**Metin**:
Merkez bankamızın ekonomik araştırma bölümü bugün bu soruya cevap arayan güzel bir makale yayımlamış. Ben de makaleyi şurada iki satırla tanıtıp yorumlayayım dedim. (Emeğe saygı, yazarı ekonomist Selen Andıç. Linki de şurada)
Çalışma Türkiye'nin GSYH verilerini arz yönlü bir iktisadi modelle inceliyor ve bir potansiyel büyüme oranı tahmin ediyor. Büyüme muhasebesi denen yöntemle büyümeye üretim faktörlerinin (işgücü ve sermayenin) ve geri kalan şeylerin (toplam faktör verimliliğinin) katkısını hesaplıyor. Ayrıca yeni GSYH serisiyle eskisini karşılaştırıp aradaki farkları ortaya koyuyor. Çok meraklandırmadan söyleyeyim, güncel seri için yapılan potansiyel büyüme tahmini %5.5.

**Alıştırma görevi A**:
Kayıtlarda "white" sözcüğünü içeren her satırı ayıklayın; büyük-küçük harf ayrımı dikkate alınmalıdır.
Metin ile kayıtlar birbirinden bağımsız iki ayrı malzemedir.

**Gösterilen malzeme**:
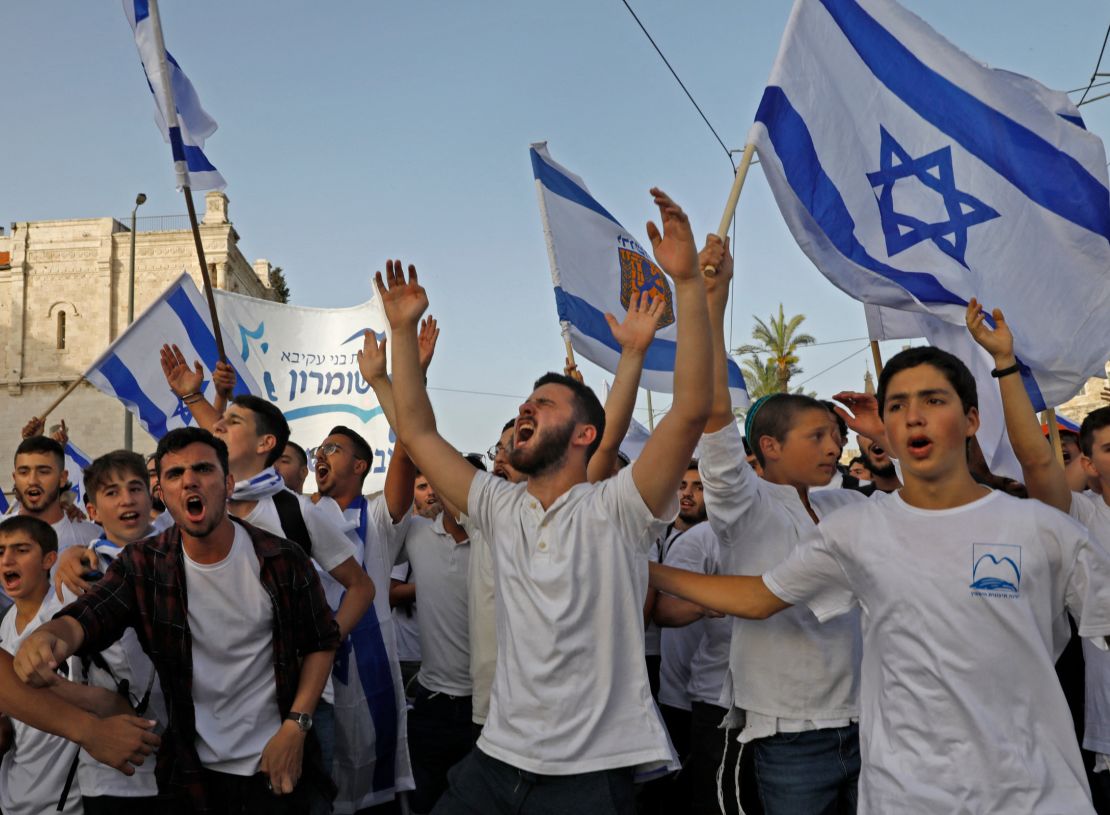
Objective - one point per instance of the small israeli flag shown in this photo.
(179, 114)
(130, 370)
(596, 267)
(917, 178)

--

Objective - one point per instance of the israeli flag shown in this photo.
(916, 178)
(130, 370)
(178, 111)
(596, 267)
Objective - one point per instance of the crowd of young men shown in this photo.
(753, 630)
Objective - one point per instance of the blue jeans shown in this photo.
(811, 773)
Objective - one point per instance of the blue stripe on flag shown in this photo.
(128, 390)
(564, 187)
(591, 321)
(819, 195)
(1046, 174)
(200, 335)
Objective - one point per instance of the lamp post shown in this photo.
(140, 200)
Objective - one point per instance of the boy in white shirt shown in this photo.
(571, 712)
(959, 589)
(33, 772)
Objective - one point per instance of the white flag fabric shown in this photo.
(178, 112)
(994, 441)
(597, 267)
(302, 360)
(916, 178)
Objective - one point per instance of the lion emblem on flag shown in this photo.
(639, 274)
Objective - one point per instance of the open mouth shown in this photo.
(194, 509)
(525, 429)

**Alıştırma görevi B**:
Potansiyel büyüme konulu metni baştan sona, hiçbir değişiklik yapmadan alıntılayın.

**Görev yanıtı A**:
Objective - one point per instance of the boy in white shirt shown in this photo.
Objective - one point per instance of the white flag fabric shown in this photo.

**Görev yanıtı B**:
Merkez bankamızın ekonomik araştırma bölümü bugün bu soruya cevap arayan güzel bir makale yayımlamış. Ben de makaleyi şurada iki satırla tanıtıp yorumlayayım dedim. (Emeğe saygı, yazarı ekonomist Selen Andıç. Linki de şurada)
Çalışma Türkiye'nin GSYH verilerini arz yönlü bir iktisadi modelle inceliyor ve bir potansiyel büyüme oranı tahmin ediyor. Büyüme muhasebesi denen yöntemle büyümeye üretim faktörlerinin (işgücü ve sermayenin) ve geri kalan şeylerin (toplam faktör verimliliğinin) katkısını hesaplıyor. Ayrıca yeni GSYH serisiyle eskisini karşılaştırıp aradaki farkları ortaya koyuyor. Çok meraklandırmadan söyleyeyim, güncel seri için yapılan potansiyel büyüme tahmini %5.5.